[TASK BRIEF]:
Rewrite the material below, changing each occurrence of "Provide" to "Return" and leaving everything else the same.

[RECORDS PROVIDED]:
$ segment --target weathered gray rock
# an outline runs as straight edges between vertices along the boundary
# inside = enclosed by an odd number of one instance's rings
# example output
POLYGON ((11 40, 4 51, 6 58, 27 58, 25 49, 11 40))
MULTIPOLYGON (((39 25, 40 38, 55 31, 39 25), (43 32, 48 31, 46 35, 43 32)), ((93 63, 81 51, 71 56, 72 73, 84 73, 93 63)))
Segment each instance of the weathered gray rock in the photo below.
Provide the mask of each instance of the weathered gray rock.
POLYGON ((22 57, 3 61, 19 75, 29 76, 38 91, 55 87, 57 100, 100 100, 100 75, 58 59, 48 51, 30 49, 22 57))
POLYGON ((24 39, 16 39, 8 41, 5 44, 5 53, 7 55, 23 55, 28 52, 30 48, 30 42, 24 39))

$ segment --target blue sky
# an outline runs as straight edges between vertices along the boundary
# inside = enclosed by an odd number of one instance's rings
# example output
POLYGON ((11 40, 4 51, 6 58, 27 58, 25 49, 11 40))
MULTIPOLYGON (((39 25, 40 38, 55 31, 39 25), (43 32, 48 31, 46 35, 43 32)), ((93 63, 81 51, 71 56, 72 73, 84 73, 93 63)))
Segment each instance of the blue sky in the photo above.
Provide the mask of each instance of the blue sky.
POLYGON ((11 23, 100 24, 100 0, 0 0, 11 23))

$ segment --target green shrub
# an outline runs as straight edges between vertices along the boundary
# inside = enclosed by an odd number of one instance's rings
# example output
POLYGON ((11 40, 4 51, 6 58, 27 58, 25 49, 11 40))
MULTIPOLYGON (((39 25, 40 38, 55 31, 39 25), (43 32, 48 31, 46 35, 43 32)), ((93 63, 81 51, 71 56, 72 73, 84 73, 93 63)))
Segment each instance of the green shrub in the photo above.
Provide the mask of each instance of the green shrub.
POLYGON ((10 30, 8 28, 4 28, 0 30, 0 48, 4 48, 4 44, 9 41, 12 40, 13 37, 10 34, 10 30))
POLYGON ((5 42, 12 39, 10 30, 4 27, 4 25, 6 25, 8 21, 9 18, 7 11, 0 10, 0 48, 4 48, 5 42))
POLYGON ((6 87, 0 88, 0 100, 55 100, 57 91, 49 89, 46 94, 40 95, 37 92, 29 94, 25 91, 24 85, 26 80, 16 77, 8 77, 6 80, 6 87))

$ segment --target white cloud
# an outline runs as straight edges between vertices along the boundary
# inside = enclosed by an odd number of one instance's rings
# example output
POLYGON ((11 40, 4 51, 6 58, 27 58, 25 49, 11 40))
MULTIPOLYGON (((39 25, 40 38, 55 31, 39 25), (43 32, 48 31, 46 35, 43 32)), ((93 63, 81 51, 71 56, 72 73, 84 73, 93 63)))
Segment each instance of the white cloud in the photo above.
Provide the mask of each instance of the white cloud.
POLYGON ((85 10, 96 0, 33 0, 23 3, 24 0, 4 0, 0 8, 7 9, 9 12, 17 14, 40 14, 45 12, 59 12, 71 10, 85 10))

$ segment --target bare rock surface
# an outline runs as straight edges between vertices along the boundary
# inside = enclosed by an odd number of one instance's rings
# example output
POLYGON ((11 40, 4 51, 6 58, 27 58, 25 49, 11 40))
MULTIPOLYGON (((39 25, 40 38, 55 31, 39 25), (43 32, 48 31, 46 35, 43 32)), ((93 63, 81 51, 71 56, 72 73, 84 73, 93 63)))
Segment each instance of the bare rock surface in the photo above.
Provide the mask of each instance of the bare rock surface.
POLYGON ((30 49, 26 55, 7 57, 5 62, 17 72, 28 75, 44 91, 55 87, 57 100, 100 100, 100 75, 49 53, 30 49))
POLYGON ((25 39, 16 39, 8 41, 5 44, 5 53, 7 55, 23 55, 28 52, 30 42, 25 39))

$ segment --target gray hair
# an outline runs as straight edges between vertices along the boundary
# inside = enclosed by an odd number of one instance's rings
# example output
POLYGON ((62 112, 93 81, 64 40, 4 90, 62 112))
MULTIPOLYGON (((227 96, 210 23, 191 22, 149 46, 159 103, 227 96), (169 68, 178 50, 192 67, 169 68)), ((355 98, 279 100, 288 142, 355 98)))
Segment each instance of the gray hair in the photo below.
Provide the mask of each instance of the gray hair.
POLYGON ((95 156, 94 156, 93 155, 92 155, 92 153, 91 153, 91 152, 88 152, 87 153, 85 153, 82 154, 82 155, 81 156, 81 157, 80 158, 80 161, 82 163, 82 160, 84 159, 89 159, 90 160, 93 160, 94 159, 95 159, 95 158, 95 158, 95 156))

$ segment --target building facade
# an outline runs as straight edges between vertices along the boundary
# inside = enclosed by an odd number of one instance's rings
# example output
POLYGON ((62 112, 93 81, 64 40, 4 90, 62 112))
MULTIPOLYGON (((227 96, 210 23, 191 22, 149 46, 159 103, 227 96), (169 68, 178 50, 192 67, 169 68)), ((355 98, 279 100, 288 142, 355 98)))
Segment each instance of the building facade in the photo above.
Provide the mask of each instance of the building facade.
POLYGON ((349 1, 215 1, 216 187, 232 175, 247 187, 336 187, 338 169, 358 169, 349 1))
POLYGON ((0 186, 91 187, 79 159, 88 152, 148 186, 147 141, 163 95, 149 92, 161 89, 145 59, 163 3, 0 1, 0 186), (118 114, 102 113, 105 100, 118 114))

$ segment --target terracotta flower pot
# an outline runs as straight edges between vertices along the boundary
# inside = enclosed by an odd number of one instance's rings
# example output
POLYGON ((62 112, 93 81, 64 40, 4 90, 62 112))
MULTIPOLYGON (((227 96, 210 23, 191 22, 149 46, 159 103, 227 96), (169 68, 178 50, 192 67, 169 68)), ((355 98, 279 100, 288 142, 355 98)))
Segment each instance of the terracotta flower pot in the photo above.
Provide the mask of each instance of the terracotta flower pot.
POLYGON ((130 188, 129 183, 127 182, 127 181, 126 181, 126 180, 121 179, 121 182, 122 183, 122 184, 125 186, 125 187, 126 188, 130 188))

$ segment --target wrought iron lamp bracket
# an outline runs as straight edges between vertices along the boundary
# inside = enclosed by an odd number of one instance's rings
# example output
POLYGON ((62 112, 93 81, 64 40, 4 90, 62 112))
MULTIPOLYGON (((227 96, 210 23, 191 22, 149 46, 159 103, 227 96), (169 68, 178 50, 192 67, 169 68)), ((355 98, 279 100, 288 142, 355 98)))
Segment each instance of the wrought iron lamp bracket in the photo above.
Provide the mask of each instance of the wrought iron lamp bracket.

[FULL ANSWER]:
$ segment --target weathered gray rock
# an outline runs as straight edges between vertices along the boundary
# inside = enclosed by an odd number of one instance's rings
# example output
POLYGON ((11 40, 4 51, 6 58, 27 58, 25 49, 11 40))
MULTIPOLYGON (((39 25, 40 38, 55 31, 39 25), (43 32, 48 31, 46 35, 43 32)), ((93 63, 81 51, 71 56, 72 73, 84 73, 93 63)))
Segment each instance of the weathered gray rock in the photo below.
Return the mask of each instance of the weathered gray rock.
POLYGON ((22 57, 3 61, 19 75, 29 76, 38 91, 55 87, 57 100, 100 100, 100 75, 58 59, 48 51, 30 49, 22 57))
POLYGON ((24 39, 16 39, 8 41, 5 44, 5 53, 7 55, 23 55, 28 52, 30 48, 30 42, 24 39))

$ segment --target blue sky
# an outline runs as straight edges between vertices along the boundary
# inside = enclosed by an odd number of one instance's rings
# example output
POLYGON ((11 40, 4 51, 6 58, 27 58, 25 49, 11 40))
MULTIPOLYGON (((39 25, 40 38, 55 31, 39 25), (43 32, 48 31, 46 35, 43 32)), ((93 63, 81 51, 71 56, 72 73, 84 73, 93 63)))
Segment each instance of the blue sky in the photo above.
Return the mask of each instance of the blue sky.
POLYGON ((11 23, 100 24, 100 0, 0 0, 11 23))

$ segment --target green shrub
# an outline runs as straight edges between vertices along the boundary
# inside = enclosed by an odd number of one instance's rings
# example output
POLYGON ((11 40, 4 51, 6 58, 27 58, 25 49, 11 40))
MULTIPOLYGON (((39 25, 40 38, 55 31, 39 25), (43 32, 48 31, 46 35, 43 32)), ((93 63, 81 51, 71 56, 72 73, 84 73, 93 63)))
Segment each instance of the green shrub in the photo above.
Return the mask of each instance of the green shrub.
POLYGON ((10 30, 8 28, 4 28, 0 30, 0 48, 4 48, 4 44, 9 41, 12 40, 13 37, 10 34, 10 30))
POLYGON ((5 42, 12 39, 10 30, 4 27, 4 25, 6 25, 8 21, 9 18, 7 11, 0 10, 0 48, 4 48, 5 42))
POLYGON ((6 87, 0 88, 0 100, 55 100, 57 91, 49 89, 46 94, 40 95, 37 92, 29 94, 25 91, 24 85, 26 80, 16 77, 8 77, 6 80, 6 87))

$ segment --target white cloud
# an outline runs as straight edges between vertices along the boundary
# inside = enclosed by an odd number of one instance's rings
# example output
POLYGON ((11 40, 4 51, 6 58, 27 58, 25 49, 11 40))
MULTIPOLYGON (((39 25, 40 38, 55 31, 39 25), (43 32, 48 31, 46 35, 43 32)), ((93 63, 81 51, 71 56, 72 73, 84 73, 93 63)))
Segment each instance of the white cloud in the photo above.
Return the mask of each instance of the white cloud.
POLYGON ((85 10, 96 0, 33 0, 23 3, 24 0, 4 0, 0 8, 7 9, 9 12, 17 14, 40 14, 45 12, 59 12, 71 10, 85 10))

$ segment --target bare rock surface
# an outline runs as straight edges between vertices along the boundary
# inside = enclosed by an odd number of one instance's rings
# example output
POLYGON ((11 40, 4 51, 6 58, 27 58, 25 49, 11 40))
MULTIPOLYGON (((39 25, 40 38, 55 31, 39 25), (43 32, 48 31, 46 35, 43 32)), ((93 63, 81 51, 71 56, 72 73, 84 73, 93 63)))
Segment each instance of the bare rock surface in the photo above.
Return the mask of each instance of the bare rock surface.
POLYGON ((30 49, 26 55, 7 57, 5 62, 17 72, 28 75, 44 91, 55 87, 57 100, 100 100, 100 75, 49 53, 30 49))
POLYGON ((25 39, 16 39, 8 41, 5 44, 5 53, 7 55, 23 55, 28 52, 30 42, 25 39))

$ segment --target gray hair
# an outline runs as straight edges between vertices along the boundary
# inside = enclosed by an odd number of one instance's rings
# example output
POLYGON ((62 112, 93 81, 64 40, 4 90, 62 112))
MULTIPOLYGON (((227 96, 210 23, 191 22, 149 46, 159 103, 227 96), (169 68, 178 50, 192 67, 169 68)), ((355 98, 279 100, 288 142, 355 98)))
Segment each instance of the gray hair in the photo below.
Return the mask of each instance of the gray hair.
POLYGON ((95 156, 94 156, 93 155, 92 155, 92 153, 91 153, 91 152, 88 152, 87 153, 85 153, 82 154, 82 155, 81 156, 81 157, 80 158, 80 161, 82 163, 82 160, 84 159, 89 159, 90 160, 93 160, 94 159, 95 159, 95 158, 95 158, 95 156))

$ segment --target building facade
# an outline runs as straight edges between vertices along the boundary
# inside = enclosed by an odd number of one instance's rings
# example output
POLYGON ((62 112, 93 81, 64 40, 4 90, 62 112))
MULTIPOLYGON (((227 96, 210 23, 191 22, 149 46, 159 103, 227 96), (169 68, 178 50, 192 67, 169 68)), ((355 98, 279 100, 288 142, 355 98)))
Segment each instance of the building facade in the photo above.
Return the mask of each instance of the building facade.
POLYGON ((349 1, 215 1, 216 187, 232 175, 247 187, 336 187, 338 169, 358 169, 349 1))
POLYGON ((0 186, 91 187, 79 159, 88 152, 148 186, 147 141, 163 95, 149 92, 161 89, 145 59, 163 3, 0 1, 0 186), (118 114, 102 113, 105 100, 118 114))

$ segment --target terracotta flower pot
# an outline runs as straight edges between vertices along the boundary
# inside = enclosed by an odd number of one instance's rings
# example output
POLYGON ((62 112, 93 81, 64 40, 4 90, 62 112))
MULTIPOLYGON (((227 96, 210 23, 191 22, 149 46, 159 103, 227 96), (169 68, 178 50, 192 67, 169 68)), ((355 98, 279 100, 288 142, 355 98)))
Segment each instance of the terracotta flower pot in the photo above.
Return the mask of each instance of the terracotta flower pot.
POLYGON ((130 188, 129 183, 127 182, 127 181, 126 181, 126 180, 121 179, 121 182, 122 183, 122 184, 125 186, 125 187, 126 188, 130 188))

$ segment --target wrought iron lamp bracket
# an outline runs as straight edges between vertices along the boundary
# inside = enclosed by an odd number of one instance's rings
# example output
POLYGON ((62 112, 93 81, 64 40, 4 90, 62 112))
MULTIPOLYGON (((227 96, 210 23, 191 22, 149 46, 159 103, 227 96), (169 68, 178 50, 192 67, 169 68)), ((355 98, 279 100, 288 142, 355 98)))
Segment each instance of the wrought iron lamp bracket in the photo above.
Return the mask of each instance of the wrought iron lamp bracket.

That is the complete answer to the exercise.